= Instructions for the task =
Rescale the material between the lines holding "target: field" and "POLYGON ((256 159, 256", inclusive: write those lines out again with each answer polygon coordinate multiplied by 2.5 and rounded to a whole number (halves up), keeping every other number unchanged. Omit the pictures.

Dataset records
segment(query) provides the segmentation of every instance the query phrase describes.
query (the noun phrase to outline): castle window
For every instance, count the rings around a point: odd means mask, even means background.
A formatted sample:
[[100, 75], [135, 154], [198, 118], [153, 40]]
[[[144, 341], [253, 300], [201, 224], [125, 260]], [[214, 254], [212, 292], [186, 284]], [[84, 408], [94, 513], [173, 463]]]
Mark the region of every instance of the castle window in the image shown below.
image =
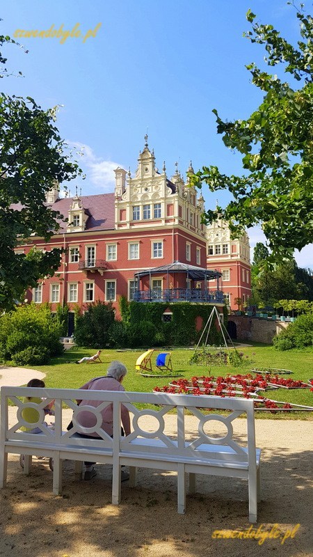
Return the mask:
[[118, 258], [116, 244], [108, 244], [106, 246], [106, 259], [108, 261], [116, 261]]
[[128, 244], [128, 258], [139, 259], [139, 244], [138, 242]]
[[42, 284], [38, 284], [36, 288], [33, 289], [33, 298], [35, 304], [41, 304], [42, 300]]
[[154, 203], [153, 205], [153, 217], [154, 219], [161, 219], [161, 203]]
[[106, 301], [116, 299], [116, 281], [106, 281]]
[[58, 283], [50, 285], [50, 301], [58, 302], [60, 301], [60, 285]]
[[70, 248], [70, 262], [78, 263], [79, 260], [79, 248]]
[[84, 283], [84, 301], [93, 301], [95, 283]]
[[77, 301], [77, 283], [69, 283], [67, 298], [69, 301]]
[[147, 220], [147, 219], [150, 219], [151, 217], [151, 210], [150, 210], [150, 205], [143, 205], [143, 219]]
[[230, 280], [230, 269], [223, 269], [222, 271], [222, 278], [223, 281], [229, 281]]
[[152, 242], [152, 258], [163, 257], [163, 242]]
[[87, 267], [95, 267], [95, 246], [88, 246], [86, 247]]
[[140, 207], [135, 205], [133, 207], [133, 221], [139, 221], [141, 218]]
[[136, 288], [137, 285], [136, 281], [128, 281], [128, 299], [129, 301], [134, 299], [134, 296], [136, 292]]

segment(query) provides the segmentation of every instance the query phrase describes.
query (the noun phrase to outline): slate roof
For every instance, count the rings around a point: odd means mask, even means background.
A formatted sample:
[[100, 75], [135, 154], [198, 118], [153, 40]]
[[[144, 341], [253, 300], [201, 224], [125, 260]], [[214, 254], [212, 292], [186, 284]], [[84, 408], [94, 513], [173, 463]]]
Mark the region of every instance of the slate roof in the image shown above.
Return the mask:
[[[99, 194], [93, 196], [81, 196], [81, 204], [89, 214], [85, 230], [114, 230], [114, 194]], [[72, 205], [72, 198], [58, 199], [49, 207], [53, 211], [58, 211], [65, 218]], [[14, 210], [21, 210], [21, 203], [11, 205]], [[61, 228], [58, 234], [67, 232], [67, 223], [58, 219]]]

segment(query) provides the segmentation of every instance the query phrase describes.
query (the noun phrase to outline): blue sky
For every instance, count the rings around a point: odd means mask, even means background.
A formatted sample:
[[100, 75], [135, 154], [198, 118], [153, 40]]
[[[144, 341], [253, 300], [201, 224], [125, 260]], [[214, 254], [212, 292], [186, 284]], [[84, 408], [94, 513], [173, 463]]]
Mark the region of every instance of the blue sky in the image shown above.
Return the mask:
[[[309, 7], [309, 5], [307, 5]], [[245, 65], [262, 65], [262, 46], [242, 36], [250, 29], [248, 8], [286, 38], [298, 39], [294, 8], [285, 0], [36, 0], [6, 1], [0, 33], [17, 29], [81, 31], [61, 44], [57, 38], [17, 38], [29, 50], [10, 46], [8, 66], [23, 77], [1, 80], [4, 92], [33, 97], [44, 108], [62, 105], [57, 126], [70, 145], [82, 148], [86, 174], [83, 194], [113, 191], [114, 168], [136, 170], [147, 132], [156, 164], [175, 163], [185, 175], [214, 164], [241, 173], [240, 157], [217, 135], [216, 108], [222, 118], [245, 118], [259, 104]], [[101, 26], [99, 26], [101, 24]], [[83, 39], [88, 30], [95, 36]], [[207, 208], [230, 199], [225, 191], [204, 189]], [[248, 231], [250, 244], [261, 230]], [[300, 267], [313, 268], [312, 246], [296, 254]]]

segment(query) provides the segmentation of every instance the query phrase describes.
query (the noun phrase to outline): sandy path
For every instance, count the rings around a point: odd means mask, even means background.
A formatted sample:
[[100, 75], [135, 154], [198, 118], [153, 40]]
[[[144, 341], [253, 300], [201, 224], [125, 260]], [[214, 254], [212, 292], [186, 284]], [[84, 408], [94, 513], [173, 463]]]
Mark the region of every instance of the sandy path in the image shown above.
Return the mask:
[[[11, 416], [15, 411], [10, 409]], [[65, 421], [70, 415], [69, 411]], [[166, 417], [168, 431], [175, 419]], [[192, 420], [191, 416], [190, 431]], [[236, 422], [240, 435], [243, 421]], [[197, 494], [188, 497], [186, 513], [180, 515], [175, 473], [140, 469], [138, 487], [122, 484], [122, 503], [115, 507], [111, 504], [109, 466], [96, 465], [95, 478], [78, 482], [73, 463], [66, 461], [63, 494], [56, 496], [47, 464], [35, 462], [26, 477], [17, 457], [10, 455], [8, 485], [0, 492], [0, 555], [257, 557], [272, 550], [278, 557], [312, 557], [313, 421], [257, 420], [256, 433], [262, 449], [257, 527], [269, 533], [278, 524], [272, 535], [280, 538], [266, 539], [262, 545], [248, 538], [212, 539], [216, 530], [249, 528], [246, 482], [198, 476]], [[298, 524], [294, 538], [282, 544], [281, 536]]]

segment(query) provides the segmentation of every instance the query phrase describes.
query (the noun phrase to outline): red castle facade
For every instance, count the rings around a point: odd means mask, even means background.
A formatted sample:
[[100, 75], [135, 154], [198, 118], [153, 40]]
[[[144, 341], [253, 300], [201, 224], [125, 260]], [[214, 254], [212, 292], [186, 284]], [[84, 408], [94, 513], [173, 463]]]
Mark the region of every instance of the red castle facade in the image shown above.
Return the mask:
[[[118, 316], [118, 297], [138, 302], [189, 301], [236, 308], [250, 295], [248, 238], [232, 240], [225, 223], [206, 226], [202, 195], [184, 183], [176, 170], [168, 178], [160, 173], [147, 139], [131, 177], [115, 171], [111, 194], [59, 198], [56, 186], [47, 205], [67, 221], [49, 243], [32, 237], [17, 250], [33, 246], [66, 251], [58, 272], [28, 293], [35, 303], [49, 302], [70, 308], [70, 322], [78, 304], [111, 301]], [[188, 168], [193, 172], [192, 166]], [[72, 326], [70, 324], [69, 333]]]

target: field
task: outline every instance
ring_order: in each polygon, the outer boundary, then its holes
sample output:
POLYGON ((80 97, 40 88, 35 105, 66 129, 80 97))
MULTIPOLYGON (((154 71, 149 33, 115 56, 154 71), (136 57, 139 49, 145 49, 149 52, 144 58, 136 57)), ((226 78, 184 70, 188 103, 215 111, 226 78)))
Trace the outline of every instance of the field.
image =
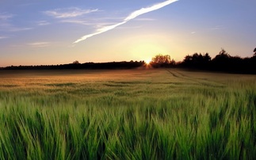
POLYGON ((256 159, 256 76, 0 70, 0 159, 256 159))

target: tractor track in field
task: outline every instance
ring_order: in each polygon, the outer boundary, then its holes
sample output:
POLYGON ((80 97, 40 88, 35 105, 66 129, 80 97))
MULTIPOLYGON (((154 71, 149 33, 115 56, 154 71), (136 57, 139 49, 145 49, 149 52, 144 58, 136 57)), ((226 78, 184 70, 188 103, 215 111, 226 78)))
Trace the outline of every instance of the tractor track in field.
POLYGON ((174 76, 177 78, 189 80, 190 82, 196 82, 199 85, 202 85, 204 86, 212 86, 212 87, 224 87, 224 85, 222 83, 211 81, 209 79, 202 79, 202 78, 197 78, 189 77, 189 76, 185 75, 184 74, 180 73, 177 70, 170 70, 166 69, 166 71, 168 71, 172 76, 174 76))

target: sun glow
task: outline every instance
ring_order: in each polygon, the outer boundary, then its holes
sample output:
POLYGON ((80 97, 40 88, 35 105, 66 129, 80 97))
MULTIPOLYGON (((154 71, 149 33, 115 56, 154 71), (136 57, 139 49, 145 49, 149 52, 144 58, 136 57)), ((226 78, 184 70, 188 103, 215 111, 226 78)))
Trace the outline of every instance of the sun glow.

= Answer to this task =
target: field
task: outline every instance
ring_order: in each polygon, the outer boundary, then its holes
sample output:
POLYGON ((80 97, 40 88, 35 105, 66 129, 80 97))
MULTIPOLYGON (((154 71, 149 33, 115 56, 154 71), (136 57, 139 49, 145 49, 149 52, 144 58, 136 57)), ((226 78, 184 70, 188 103, 215 111, 226 78)))
Trace the outline of every instance of the field.
image =
POLYGON ((640 398, 640 190, 0 175, 0 398, 640 398))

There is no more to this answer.